═══ Given records

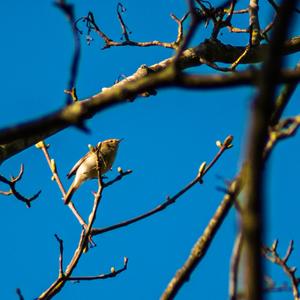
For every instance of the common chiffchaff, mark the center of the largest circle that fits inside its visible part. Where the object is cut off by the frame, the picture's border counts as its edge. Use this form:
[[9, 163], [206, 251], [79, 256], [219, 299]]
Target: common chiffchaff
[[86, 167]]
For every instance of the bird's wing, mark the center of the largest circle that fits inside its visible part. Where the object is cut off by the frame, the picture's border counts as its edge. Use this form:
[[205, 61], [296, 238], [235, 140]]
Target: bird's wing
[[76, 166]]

══════
═══ Given records

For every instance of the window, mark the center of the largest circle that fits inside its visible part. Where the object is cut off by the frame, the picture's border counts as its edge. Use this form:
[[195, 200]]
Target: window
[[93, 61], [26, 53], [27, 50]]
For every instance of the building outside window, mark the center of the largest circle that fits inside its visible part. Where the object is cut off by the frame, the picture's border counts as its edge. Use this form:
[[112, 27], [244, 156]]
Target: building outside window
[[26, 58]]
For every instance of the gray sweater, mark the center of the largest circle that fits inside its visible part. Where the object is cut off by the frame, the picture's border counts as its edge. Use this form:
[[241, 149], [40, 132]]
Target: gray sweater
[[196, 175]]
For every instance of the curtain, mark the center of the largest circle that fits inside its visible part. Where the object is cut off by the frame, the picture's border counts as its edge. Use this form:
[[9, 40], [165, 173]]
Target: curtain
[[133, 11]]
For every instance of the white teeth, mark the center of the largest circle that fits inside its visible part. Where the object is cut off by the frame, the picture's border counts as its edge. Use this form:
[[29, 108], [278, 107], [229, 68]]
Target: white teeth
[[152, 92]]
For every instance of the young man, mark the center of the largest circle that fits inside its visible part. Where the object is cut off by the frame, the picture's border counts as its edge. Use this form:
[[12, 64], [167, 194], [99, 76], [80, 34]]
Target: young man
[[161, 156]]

══════

### [Exercise prompt]
Print the lines of the listing above, starting at the line containing "For every instance of the common" and ending at the line containing "[[86, 167]]", with nothing added or changed.

### [Answer for this exercise]
For every instance of the common chiffchaff, mark the center of the largest circle that fits inside its visible part. Where the object is cut off by the frame, the picture's border counts as its edge. Use this form:
[[9, 163], [206, 251], [79, 256], [219, 299]]
Target: common chiffchaff
[[86, 167]]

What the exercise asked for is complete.